▶ **PROBLEM STATEMENT**
In full and without change, transcribe the records below.

(Extracted data entries)

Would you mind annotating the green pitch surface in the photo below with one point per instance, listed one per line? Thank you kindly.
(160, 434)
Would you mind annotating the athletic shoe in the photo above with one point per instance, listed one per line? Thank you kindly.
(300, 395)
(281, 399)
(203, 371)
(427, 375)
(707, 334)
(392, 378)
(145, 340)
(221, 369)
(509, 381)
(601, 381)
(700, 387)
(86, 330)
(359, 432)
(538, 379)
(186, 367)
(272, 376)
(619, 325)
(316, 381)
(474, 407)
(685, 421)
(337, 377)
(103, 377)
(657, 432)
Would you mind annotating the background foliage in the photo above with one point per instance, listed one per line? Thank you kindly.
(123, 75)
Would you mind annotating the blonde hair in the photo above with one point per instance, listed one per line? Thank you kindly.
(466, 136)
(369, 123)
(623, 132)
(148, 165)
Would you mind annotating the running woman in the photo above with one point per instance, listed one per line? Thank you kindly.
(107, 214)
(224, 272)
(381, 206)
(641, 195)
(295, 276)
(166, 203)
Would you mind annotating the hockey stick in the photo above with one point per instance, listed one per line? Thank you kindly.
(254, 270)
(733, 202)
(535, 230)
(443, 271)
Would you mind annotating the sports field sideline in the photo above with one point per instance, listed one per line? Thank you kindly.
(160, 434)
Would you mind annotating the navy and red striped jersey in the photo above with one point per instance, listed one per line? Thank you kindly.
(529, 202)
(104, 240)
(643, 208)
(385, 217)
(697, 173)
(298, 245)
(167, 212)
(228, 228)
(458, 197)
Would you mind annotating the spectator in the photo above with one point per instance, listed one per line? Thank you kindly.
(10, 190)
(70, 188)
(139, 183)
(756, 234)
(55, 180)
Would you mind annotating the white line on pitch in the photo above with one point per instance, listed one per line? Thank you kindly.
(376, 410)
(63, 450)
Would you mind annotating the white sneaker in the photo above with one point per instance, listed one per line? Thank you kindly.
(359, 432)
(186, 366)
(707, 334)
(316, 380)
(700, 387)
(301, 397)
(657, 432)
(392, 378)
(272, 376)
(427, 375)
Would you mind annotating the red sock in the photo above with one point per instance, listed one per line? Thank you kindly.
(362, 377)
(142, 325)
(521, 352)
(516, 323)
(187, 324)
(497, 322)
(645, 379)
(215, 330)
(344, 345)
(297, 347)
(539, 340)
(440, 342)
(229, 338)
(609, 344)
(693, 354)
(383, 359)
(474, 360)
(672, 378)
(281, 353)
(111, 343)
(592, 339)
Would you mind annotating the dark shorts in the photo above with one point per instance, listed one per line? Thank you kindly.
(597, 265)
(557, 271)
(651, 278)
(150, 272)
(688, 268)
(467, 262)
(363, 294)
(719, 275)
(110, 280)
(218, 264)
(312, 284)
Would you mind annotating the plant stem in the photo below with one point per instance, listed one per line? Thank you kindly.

▶ **ANSWER TO THE PROBLEM**
Would you mind annotating the green pitch surface in the photo below with one point per instance, listed one per line? Thank you kindly.
(160, 434)
Would you mind annotating the athletic shoe in the photo above with one point per instance, listed one per line? Thank you kindly.
(300, 395)
(281, 399)
(203, 371)
(427, 375)
(707, 334)
(392, 378)
(145, 340)
(221, 369)
(509, 381)
(601, 381)
(700, 387)
(86, 330)
(359, 432)
(538, 379)
(186, 367)
(272, 376)
(619, 325)
(316, 381)
(474, 407)
(685, 421)
(337, 377)
(103, 377)
(657, 432)
Would you mind annotating the background foliage in the photo above with one point per instance, listed one per line? Thank you kindly.
(123, 75)
Would you mind annotating the blonde hair in the photo above with one point per instance, listed one per line? Thank you kindly.
(466, 136)
(369, 123)
(623, 132)
(148, 165)
Would you mind annotating the running woman in the photo above with one point per instance, listed one per line? Thank you kindly.
(107, 214)
(224, 272)
(381, 206)
(641, 195)
(295, 276)
(166, 203)
Would you mind annotating the hockey stick in the photo above with one point per instance, listed one per line? Thank you kindly.
(254, 270)
(733, 202)
(535, 230)
(443, 271)
Would you mind annotating the sports field sideline in the photo above with one point per instance, listed one per line? Thank you kindly.
(160, 434)
Would you mind annotating the navy and red striped jersey in the photo above with one point per instance, listed one per line? Thank you kindly.
(529, 202)
(104, 240)
(643, 208)
(385, 217)
(697, 173)
(298, 245)
(167, 212)
(228, 228)
(458, 197)
Would you mind annotating the spectator in the photo above with one point per instance, listed one per line? Thank you kindly.
(10, 190)
(70, 188)
(139, 183)
(756, 234)
(55, 180)
Would you mind annotating the white line on pitch in the photo above with one point per instance, listed one per line? Thank you kindly.
(376, 410)
(63, 450)
Would you mind annotating the white sneaker in the photo above with one point per instance, listed one per line? Thank you kindly.
(359, 432)
(186, 366)
(707, 334)
(316, 380)
(700, 387)
(301, 397)
(657, 432)
(392, 378)
(272, 376)
(427, 375)
Would you mind annotating the red sock in the photo above with one point per instance, listed one per line? Thank you kindly.
(362, 377)
(142, 325)
(521, 352)
(516, 323)
(187, 324)
(497, 322)
(645, 379)
(215, 330)
(344, 345)
(297, 347)
(539, 340)
(440, 342)
(229, 338)
(609, 344)
(693, 354)
(383, 359)
(474, 360)
(672, 378)
(281, 353)
(111, 343)
(592, 339)
Would you mind annotating the dark shorts in the photo above with one point per instance, listed one per line? Thank you kindly.
(597, 265)
(557, 271)
(651, 278)
(150, 272)
(688, 268)
(467, 262)
(363, 294)
(719, 275)
(110, 280)
(218, 264)
(312, 284)
Would you mind annotating the plant stem in the photo below with one point per instance, listed one per line? Thank you kindly.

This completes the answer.